- _WHAT IS REQUIRED_: Only the lines below between the ones containing "Q: innermost point of each instance of the dark" and "Q: innermost point of each instance of the drooping", inclusive, are to be reproduced, each exactly as it stands.

- _DATA SHOWN_:

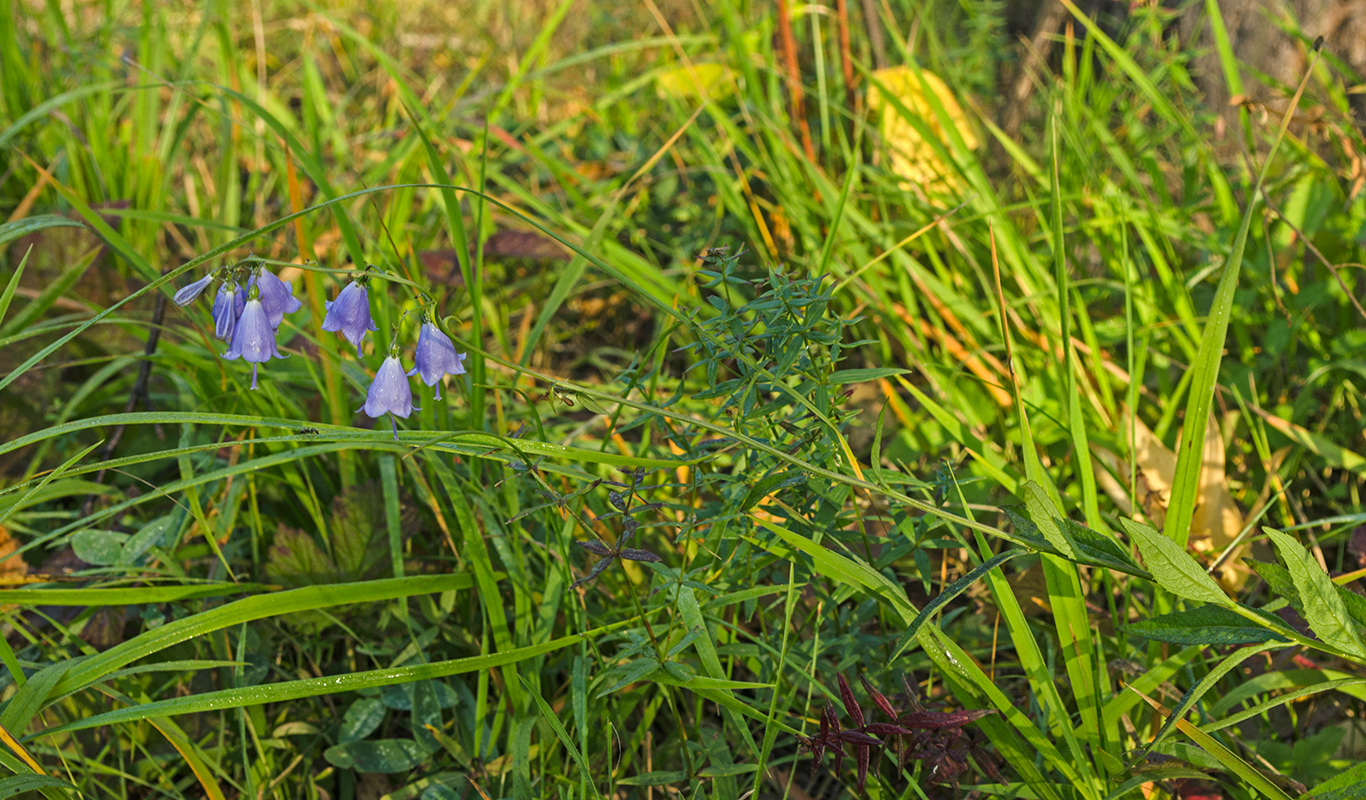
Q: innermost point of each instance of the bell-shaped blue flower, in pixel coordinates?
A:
(389, 393)
(187, 294)
(350, 314)
(227, 307)
(436, 356)
(253, 339)
(276, 296)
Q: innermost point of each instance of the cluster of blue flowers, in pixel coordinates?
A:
(247, 320)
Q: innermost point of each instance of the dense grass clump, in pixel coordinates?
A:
(716, 400)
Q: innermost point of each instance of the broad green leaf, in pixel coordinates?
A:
(361, 718)
(1324, 610)
(1202, 625)
(1280, 583)
(384, 755)
(948, 594)
(1227, 758)
(324, 686)
(654, 778)
(548, 714)
(842, 377)
(243, 610)
(1045, 518)
(100, 548)
(1172, 567)
(15, 785)
(1347, 785)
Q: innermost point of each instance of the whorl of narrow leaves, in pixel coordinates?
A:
(935, 737)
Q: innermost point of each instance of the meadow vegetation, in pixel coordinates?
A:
(821, 396)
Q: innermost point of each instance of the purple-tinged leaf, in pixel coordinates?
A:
(594, 546)
(941, 720)
(879, 698)
(887, 729)
(850, 703)
(597, 569)
(859, 739)
(911, 694)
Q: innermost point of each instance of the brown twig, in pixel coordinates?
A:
(842, 21)
(1036, 58)
(794, 78)
(140, 392)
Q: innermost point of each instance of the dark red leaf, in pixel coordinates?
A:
(596, 548)
(597, 569)
(862, 756)
(911, 695)
(850, 703)
(887, 729)
(879, 698)
(941, 720)
(829, 722)
(859, 739)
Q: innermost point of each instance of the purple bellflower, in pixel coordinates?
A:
(389, 393)
(276, 296)
(227, 307)
(190, 292)
(436, 356)
(253, 337)
(350, 314)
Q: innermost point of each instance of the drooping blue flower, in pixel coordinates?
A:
(436, 356)
(389, 393)
(350, 314)
(276, 295)
(227, 307)
(253, 339)
(190, 292)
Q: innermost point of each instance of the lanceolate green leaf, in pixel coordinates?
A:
(948, 594)
(1186, 482)
(327, 686)
(89, 670)
(1172, 567)
(1204, 625)
(1324, 610)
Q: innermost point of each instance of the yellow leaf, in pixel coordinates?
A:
(693, 81)
(896, 97)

- _SOLUTION FOR THIS PROBLEM_:
Q: innermost point of each instance of the dark red leaf, in pixel coordinates?
A:
(596, 548)
(597, 569)
(862, 756)
(911, 695)
(850, 703)
(887, 729)
(879, 698)
(941, 720)
(829, 722)
(859, 739)
Q: innermost point of each instance of the purple bellflower, in pixel coordinates?
A:
(389, 393)
(276, 296)
(227, 307)
(190, 292)
(436, 356)
(253, 337)
(350, 314)
Q: innermost point of each instance of the drooping blue flower, in pixel coordinates?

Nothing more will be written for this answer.